### Given exercise 1
Write out the part of the forum thread starting with "How would I" and going on through "into the country!", word for word.

### Passage
+-------+

# Advice about franchised employement and immigration



## jazzelle (Jan 6, 2009)

Hi there,

I qualified in March 09 as a riding instructor for a US based company called Parelli. I pay them a yearly license fee to be one of their Licensed Professionals and to use their logos, equipment and training materials and Parelli do my advertising for me, but I run my business as my own and don't have to give any of my profits to the company. 

I currently work in the UK. 

I am very interested in moving out to Canada to continue my business out there. I would be able to find work fairly easily as I would be advertised via the Parelli website and would get customers referred to me- looking at the area around Langley as its a particularly horsey area.

How would I go about making my visa application? Would I be a skilled worker? Self employed? Could I get Parelli to write me some kind of job offer for Canada?

Oh, additional stuff...I'm 31yrs, have a BSc in Environmental Science, 7yrs as a Parelli student prior to becoming an instructor, I'm currently dating a Canadian guy, but I don't want to rely on him as a way of getting into the country! 

I would very much appreciate your advice. Have asked Q's on here before and always had a good response.

Thanks!


----------



## Auld Yin (Mar 10, 2009)

jazzelle said:


> Hi there,
> 
> I qualified in March 09 as a riding instructor for a US based company called Parelli. I pay them a yearly license fee to be one of their Licensed Professionals and to use their logos, equipment and training materials and Parelli do my advertising for me, but I run my business as my own and don't have to give any of my profits to the company.
> 
> ...


I'm afraid your riding instructor occupation would not get you access to Canada, unless you can obtain pre-arranged employment. Have you turned your degree into a job since obtaining it? If using it, what type of occupation would you seek?
Immigrating to Canada is not easy. If you want to be self-employed then you should look at the requirements in Immigrating to Canada: Entrepreneurs and investors
From what you've written it seems to me that your boyfriend could be your easiest method but even there, you will require to have been in a minimum one-year common-law relationship


----------

+-------+

### Input rows
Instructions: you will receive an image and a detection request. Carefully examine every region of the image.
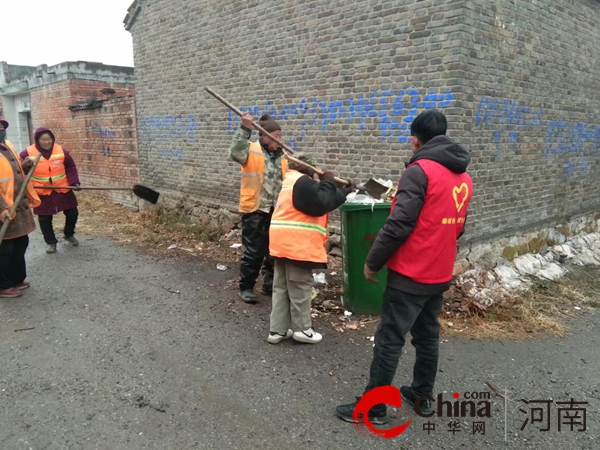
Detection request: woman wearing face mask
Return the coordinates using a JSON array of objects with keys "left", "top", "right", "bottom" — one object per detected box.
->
[
  {"left": 21, "top": 128, "right": 79, "bottom": 253},
  {"left": 0, "top": 117, "right": 41, "bottom": 298}
]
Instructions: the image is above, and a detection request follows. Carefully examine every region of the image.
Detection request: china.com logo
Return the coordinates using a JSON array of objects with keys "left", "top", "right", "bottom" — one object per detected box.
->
[{"left": 352, "top": 386, "right": 492, "bottom": 439}]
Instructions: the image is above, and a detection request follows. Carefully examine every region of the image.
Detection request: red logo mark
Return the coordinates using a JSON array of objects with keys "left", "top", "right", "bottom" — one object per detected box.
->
[{"left": 352, "top": 386, "right": 410, "bottom": 439}]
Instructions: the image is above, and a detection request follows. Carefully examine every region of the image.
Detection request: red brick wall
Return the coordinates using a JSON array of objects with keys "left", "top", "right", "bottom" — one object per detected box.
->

+-------+

### Given exercise 2
Go through all the records and swap "coordinates" for "box positions" wherever it occurs, keeping everything else the same, and leave the pictures out of your answer.

### Exercise result 1
How would I go about making my visa application? Would I be a skilled worker? Self employed? Could I get Parelli to write me some kind of job offer for Canada?

Oh, additional stuff...I'm 31yrs, have a BSc in Environmental Science, 7yrs as a Parelli student prior to becoming an instructor, I'm currently dating a Canadian guy, but I don't want to rely on him as a way of getting into the country!

### Exercise result 2
Instructions: you will receive an image and a detection request. Carefully examine every region of the image.
Detection request: woman wearing face mask
Return the box positions using a JSON array of objects with keys "left", "top", "right", "bottom" — one object per detected box.
->
[
  {"left": 21, "top": 128, "right": 79, "bottom": 253},
  {"left": 0, "top": 117, "right": 41, "bottom": 298}
]
Instructions: the image is above, and a detection request follows. Carefully examine every region of the image.
Detection request: china.com logo
Return the box positions using a JSON array of objects with keys "left", "top", "right", "bottom" — one object per detected box.
->
[{"left": 352, "top": 386, "right": 492, "bottom": 439}]
Instructions: the image is above, and a detection request follows. Carefully examine every region of the image.
Detection request: red logo mark
Return the box positions using a JSON array of objects with keys "left", "top", "right", "bottom" — one object per detected box.
->
[{"left": 352, "top": 386, "right": 410, "bottom": 439}]
Instructions: the image is above, and a detection request follows. Carefully examine every region of the image.
Detection request: red brick wall
Return the box positions using a JSON array of objects with keys "left", "top", "right", "bottom" — one object per detected box.
->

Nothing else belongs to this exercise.